● CHALLENGE A: List each all-capital label that begins a step in the numbered list of the Redis caching text.

──────── EXTRACTED TEXT

The Redis Solution: A High-Speed Data Layer

By introducing Redis as a cache, we can store the result of that 200ms query. Subsequent requests can get the same data from Redis in less than 1ms.

Implementation Flow (Cache-Aside Pattern)

This is the most common caching strategy. The application code is responsible for checking the cache before hitting the database.

1. The application receives a request for the “Top 10 Bestsellers.”
2. CHECK CACHE: It first checks Redis for a key, e.g., bestsellers:top10.
3. CACHE HIT: If the key exists in Redis (a “cache hit”), the application retrieves the data from Redis, formats it, and returns it to the user. The process stops here.
4. CACHE MISS: If the key does not exist in Redis (a “cache miss”), the application proceeds to the next step.
5. QUERY DATABASE: It runs the original expensive query against the primary database.
6. POPULATE CACHE: The application takes the result from the database and saves it into Redis using the key bestsellers:top10. Crucially, it sets a TTL (Time To Live), for example, 10 minutes (EXPIRE bestsellers:top10 600).
7. The application returns the data to the user.

The next user who requests the same data will get a “cache hit” (step 3) and experience a lightning-fast response.

────────────────

● CHALLENGE B: Reproduce verbatim the part of the records that opens with the line containing "An instance of the asphalt" and closes with the line containing "Target: asphalt road", including both of those lines.

──────── RECORDS FOR THIS TASK

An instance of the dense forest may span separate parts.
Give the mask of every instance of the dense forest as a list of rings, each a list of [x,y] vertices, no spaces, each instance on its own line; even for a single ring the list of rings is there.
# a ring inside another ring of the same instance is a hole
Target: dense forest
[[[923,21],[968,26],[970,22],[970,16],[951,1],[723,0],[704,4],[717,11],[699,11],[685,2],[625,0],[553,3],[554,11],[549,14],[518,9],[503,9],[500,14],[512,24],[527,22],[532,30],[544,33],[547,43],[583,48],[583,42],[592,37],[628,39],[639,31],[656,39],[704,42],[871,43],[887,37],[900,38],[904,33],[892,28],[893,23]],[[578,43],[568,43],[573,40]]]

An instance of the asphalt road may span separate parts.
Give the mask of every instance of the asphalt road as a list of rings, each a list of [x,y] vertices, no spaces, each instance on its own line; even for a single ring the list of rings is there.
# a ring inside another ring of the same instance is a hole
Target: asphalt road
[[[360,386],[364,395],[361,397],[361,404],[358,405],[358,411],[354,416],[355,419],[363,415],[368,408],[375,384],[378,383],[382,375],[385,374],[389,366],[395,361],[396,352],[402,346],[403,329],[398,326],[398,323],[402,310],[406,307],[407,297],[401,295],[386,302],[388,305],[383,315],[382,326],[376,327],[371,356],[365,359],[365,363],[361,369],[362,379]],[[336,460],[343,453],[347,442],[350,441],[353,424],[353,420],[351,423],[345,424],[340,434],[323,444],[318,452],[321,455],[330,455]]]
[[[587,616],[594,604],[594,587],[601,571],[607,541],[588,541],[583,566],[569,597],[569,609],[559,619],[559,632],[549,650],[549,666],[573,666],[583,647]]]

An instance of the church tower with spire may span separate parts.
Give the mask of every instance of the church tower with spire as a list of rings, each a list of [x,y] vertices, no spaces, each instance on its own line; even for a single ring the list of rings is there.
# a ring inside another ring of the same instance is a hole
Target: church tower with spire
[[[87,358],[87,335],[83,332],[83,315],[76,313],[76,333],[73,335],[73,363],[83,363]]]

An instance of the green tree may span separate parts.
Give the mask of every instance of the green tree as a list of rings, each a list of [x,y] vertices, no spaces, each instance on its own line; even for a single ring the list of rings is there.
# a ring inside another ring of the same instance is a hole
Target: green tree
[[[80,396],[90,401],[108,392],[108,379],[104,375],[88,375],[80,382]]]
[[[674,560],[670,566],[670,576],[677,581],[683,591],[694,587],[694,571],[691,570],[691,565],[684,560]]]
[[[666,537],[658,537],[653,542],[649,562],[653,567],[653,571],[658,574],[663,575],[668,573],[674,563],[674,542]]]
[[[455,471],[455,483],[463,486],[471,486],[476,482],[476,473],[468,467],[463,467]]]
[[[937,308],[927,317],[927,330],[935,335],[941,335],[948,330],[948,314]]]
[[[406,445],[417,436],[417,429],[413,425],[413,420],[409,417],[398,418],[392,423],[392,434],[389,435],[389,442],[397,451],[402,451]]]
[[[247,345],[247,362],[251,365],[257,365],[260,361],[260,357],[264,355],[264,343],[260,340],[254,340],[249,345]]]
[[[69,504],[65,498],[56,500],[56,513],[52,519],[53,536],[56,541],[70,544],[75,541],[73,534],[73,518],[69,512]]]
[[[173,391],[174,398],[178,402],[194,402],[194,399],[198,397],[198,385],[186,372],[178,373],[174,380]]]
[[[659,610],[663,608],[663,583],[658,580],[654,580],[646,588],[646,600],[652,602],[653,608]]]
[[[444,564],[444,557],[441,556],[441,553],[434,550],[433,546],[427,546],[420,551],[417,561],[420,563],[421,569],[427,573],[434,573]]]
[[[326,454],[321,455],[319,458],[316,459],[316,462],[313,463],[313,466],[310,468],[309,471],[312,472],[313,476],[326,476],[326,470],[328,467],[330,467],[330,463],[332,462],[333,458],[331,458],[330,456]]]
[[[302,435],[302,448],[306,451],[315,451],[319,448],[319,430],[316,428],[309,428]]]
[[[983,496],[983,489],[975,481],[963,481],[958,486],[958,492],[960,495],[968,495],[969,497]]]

────────────────

● WRITTEN SOLUTION A:
CHECK CACHE
CACHE HIT
CACHE MISS
QUERY DATABASE
POPULATE CACHE

● WRITTEN SOLUTION B:
An instance of the asphalt road may span separate parts.
Give the mask of every instance of the asphalt road as a list of rings, each a list of [x,y] vertices, no spaces, each instance on its own line; even for a single ring the list of rings is there.
# a ring inside another ring of the same instance is a hole
Target: asphalt road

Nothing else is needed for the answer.